PROMPT: Produce a perfect copy of the listing, matching each line.

DATASET ENTRIES:
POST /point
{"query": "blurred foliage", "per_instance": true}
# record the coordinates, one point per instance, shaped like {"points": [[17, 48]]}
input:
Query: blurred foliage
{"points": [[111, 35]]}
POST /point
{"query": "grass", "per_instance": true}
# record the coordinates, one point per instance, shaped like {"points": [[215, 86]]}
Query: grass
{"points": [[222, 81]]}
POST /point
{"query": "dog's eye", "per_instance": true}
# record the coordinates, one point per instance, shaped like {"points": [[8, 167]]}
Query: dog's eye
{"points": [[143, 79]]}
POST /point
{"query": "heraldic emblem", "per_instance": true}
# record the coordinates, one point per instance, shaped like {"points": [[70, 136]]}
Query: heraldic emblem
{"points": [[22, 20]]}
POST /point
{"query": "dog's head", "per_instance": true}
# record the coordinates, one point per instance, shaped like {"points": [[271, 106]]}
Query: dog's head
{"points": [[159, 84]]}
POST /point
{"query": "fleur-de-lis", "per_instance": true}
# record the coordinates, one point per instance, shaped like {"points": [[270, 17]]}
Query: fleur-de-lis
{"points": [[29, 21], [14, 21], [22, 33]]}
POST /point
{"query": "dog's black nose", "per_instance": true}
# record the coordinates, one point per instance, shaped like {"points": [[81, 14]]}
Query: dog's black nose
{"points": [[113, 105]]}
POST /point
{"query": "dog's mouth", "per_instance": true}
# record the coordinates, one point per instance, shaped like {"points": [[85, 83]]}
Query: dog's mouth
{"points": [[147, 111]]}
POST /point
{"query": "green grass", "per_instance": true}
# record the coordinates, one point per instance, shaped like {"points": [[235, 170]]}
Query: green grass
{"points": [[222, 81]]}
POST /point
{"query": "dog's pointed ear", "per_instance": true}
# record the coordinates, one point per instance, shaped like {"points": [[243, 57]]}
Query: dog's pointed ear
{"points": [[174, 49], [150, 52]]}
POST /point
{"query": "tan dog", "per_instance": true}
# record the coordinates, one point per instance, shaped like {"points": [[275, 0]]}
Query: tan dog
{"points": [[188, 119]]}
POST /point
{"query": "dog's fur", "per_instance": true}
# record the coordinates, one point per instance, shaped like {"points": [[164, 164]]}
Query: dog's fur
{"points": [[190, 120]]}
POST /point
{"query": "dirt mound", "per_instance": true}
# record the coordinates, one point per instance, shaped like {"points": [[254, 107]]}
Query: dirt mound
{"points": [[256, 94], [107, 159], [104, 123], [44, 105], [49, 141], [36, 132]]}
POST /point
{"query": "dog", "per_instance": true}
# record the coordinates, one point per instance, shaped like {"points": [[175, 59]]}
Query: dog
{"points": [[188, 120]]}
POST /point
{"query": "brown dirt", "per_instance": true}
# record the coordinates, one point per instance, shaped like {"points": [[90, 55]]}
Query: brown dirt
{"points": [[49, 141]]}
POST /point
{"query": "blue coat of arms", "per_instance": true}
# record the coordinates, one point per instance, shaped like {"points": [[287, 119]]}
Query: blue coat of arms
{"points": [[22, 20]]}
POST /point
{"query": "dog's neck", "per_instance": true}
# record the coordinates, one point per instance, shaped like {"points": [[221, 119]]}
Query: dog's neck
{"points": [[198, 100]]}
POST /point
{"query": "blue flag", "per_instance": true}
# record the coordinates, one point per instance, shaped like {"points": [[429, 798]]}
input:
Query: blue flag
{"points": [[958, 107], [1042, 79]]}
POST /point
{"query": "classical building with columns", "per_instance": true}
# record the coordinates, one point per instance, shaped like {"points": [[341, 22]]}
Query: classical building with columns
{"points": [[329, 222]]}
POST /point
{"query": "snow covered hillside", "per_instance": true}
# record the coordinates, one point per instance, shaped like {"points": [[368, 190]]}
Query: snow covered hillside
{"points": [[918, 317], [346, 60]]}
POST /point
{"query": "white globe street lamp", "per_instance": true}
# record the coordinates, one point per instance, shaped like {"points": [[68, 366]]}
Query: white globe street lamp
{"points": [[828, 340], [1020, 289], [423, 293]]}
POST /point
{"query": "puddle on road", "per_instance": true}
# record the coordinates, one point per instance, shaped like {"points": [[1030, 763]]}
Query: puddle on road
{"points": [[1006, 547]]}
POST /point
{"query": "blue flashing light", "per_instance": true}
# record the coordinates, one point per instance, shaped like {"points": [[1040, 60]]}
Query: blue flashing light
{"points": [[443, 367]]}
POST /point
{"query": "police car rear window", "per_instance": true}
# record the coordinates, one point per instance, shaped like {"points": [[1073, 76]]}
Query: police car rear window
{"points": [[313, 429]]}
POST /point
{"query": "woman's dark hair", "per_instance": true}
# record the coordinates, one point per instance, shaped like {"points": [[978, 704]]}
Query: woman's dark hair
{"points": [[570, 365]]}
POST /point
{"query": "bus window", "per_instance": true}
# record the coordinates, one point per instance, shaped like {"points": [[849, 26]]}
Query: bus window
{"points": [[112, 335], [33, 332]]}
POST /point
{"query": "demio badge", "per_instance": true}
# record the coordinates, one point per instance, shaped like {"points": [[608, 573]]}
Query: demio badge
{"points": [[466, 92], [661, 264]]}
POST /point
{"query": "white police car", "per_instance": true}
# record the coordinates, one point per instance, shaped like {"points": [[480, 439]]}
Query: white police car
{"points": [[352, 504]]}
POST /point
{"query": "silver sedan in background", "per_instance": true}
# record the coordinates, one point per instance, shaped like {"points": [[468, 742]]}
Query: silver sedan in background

ANSWER AREA:
POST /point
{"query": "blurred foliage", "per_instance": true}
# record the coordinates, one point per instance, shaped like {"points": [[17, 48]]}
input:
Query: blurred foliage
{"points": [[111, 35]]}
POST /point
{"query": "grass", "per_instance": true}
# record the coordinates, one point per instance, shaped like {"points": [[215, 86]]}
Query: grass
{"points": [[222, 81]]}
POST /point
{"query": "dog's eye", "per_instance": true}
# record the coordinates, one point per instance, shaped like {"points": [[8, 167]]}
Query: dog's eye
{"points": [[143, 79]]}
POST /point
{"query": "heraldic emblem", "per_instance": true}
# record the coordinates, one point per instance, shaped like {"points": [[70, 136]]}
Query: heraldic emblem
{"points": [[22, 20]]}
POST /point
{"query": "dog's head", "per_instance": true}
# record the coordinates, one point per instance, shaped like {"points": [[271, 106]]}
Query: dog's head
{"points": [[159, 84]]}
POST /point
{"query": "fleur-de-lis", "per_instance": true}
# record the coordinates, one point per instance, shaped like {"points": [[270, 17]]}
Query: fleur-de-lis
{"points": [[29, 21], [14, 21], [22, 33]]}
POST /point
{"query": "dog's black nose", "per_instance": true}
# record the coordinates, one point per instance, shaped like {"points": [[81, 14]]}
Query: dog's black nose
{"points": [[113, 105]]}
POST /point
{"query": "dog's mouth", "per_instance": true}
# record the coordinates, one point per instance, shaped like {"points": [[85, 83]]}
Query: dog's mouth
{"points": [[147, 111]]}
POST /point
{"query": "green grass", "per_instance": true}
# record the coordinates, one point per instance, shaped like {"points": [[235, 170]]}
Query: green grass
{"points": [[222, 81]]}
POST /point
{"query": "dog's pointed ear", "per_instance": true}
# record the coordinates, one point per instance, shaped like {"points": [[243, 57]]}
Query: dog's pointed ear
{"points": [[174, 49], [150, 52]]}
POST /point
{"query": "tan dog", "per_instance": true}
# record the coordinates, one point per instance, shaped like {"points": [[275, 0]]}
Query: tan dog
{"points": [[188, 119]]}
POST /point
{"query": "dog's fur", "per_instance": true}
# record the coordinates, one point per instance, shaped like {"points": [[164, 164]]}
Query: dog's fur
{"points": [[190, 120]]}
POST /point
{"query": "dirt mound", "per_instance": true}
# record the coordinates, one point per instance, shaped like {"points": [[254, 107]]}
Query: dirt mound
{"points": [[256, 94], [107, 159], [104, 123], [44, 105], [49, 141], [36, 132]]}
POST /point
{"query": "dog", "per_instance": true}
# record the coordinates, one point per instance, shaped like {"points": [[175, 59]]}
Query: dog
{"points": [[188, 120]]}
POST /point
{"query": "brown dirt", "per_instance": true}
# record the coordinates, one point per instance, shaped like {"points": [[90, 55]]}
Query: brown dirt
{"points": [[49, 141]]}
POST /point
{"query": "blue coat of arms", "per_instance": true}
# record the coordinates, one point per instance, shaped like {"points": [[287, 119]]}
Query: blue coat of arms
{"points": [[22, 20]]}
POST /point
{"query": "dog's neck", "per_instance": true}
# record the coordinates, one point per instance, shaped like {"points": [[221, 119]]}
Query: dog's neck
{"points": [[198, 100]]}
POST /point
{"query": "blue flag", "per_instance": true}
# record the coordinates, one point per instance, shaped like {"points": [[429, 798]]}
input:
Query: blue flag
{"points": [[958, 107], [1042, 79]]}
POST /point
{"query": "classical building with columns", "per_instance": true}
# record the coordinates, one point per instance, shaped like {"points": [[341, 22]]}
Query: classical building with columns
{"points": [[329, 222]]}
POST /point
{"query": "snow covered hillside", "per_instance": true}
# record the coordinates, one point per instance, shaped like {"points": [[368, 190]]}
Query: snow covered hillside
{"points": [[918, 317], [346, 60]]}
POST /point
{"query": "white globe street lamp", "per_instance": true}
# record the coordinates, one point per instance, shaped like {"points": [[68, 366]]}
Query: white globe street lamp
{"points": [[828, 340], [1020, 289], [423, 293]]}
POST /point
{"query": "puddle on road", "per_instance": true}
# record the coordinates, one point per instance, shaped like {"points": [[1030, 763]]}
Query: puddle on road
{"points": [[1006, 547]]}
POST /point
{"query": "blue flashing light", "per_instance": true}
# record the coordinates, one point per instance, shaped like {"points": [[1040, 60]]}
Query: blue flashing light
{"points": [[443, 367]]}
POST /point
{"query": "police car rear window", "per_instance": true}
# record the coordinates, one point per instance, shaped like {"points": [[1073, 76]]}
Query: police car rear window
{"points": [[313, 429]]}
POST /point
{"query": "woman's dark hair", "per_instance": true}
# record the coordinates, one point per instance, shaped like {"points": [[978, 704]]}
Query: woman's dark hair
{"points": [[570, 365]]}
POST /point
{"query": "bus window", "per_instance": true}
# record the coordinates, one point per instance, shaped like {"points": [[849, 26]]}
Query: bus window
{"points": [[112, 335], [33, 332]]}
POST /point
{"query": "demio badge", "per_instance": true}
# record the coordinates, one point per instance, shaped like {"points": [[608, 573]]}
Query: demio badge
{"points": [[466, 92], [661, 264]]}
POST /point
{"query": "white police car", "per_instance": true}
# record the coordinates, one point per instance, shaped like {"points": [[480, 439]]}
Query: white police car
{"points": [[352, 504]]}
POST /point
{"query": "silver sedan in background", "per_instance": true}
# record the coordinates, one point per instance, shaped like {"points": [[468, 742]]}
Query: silver sedan in background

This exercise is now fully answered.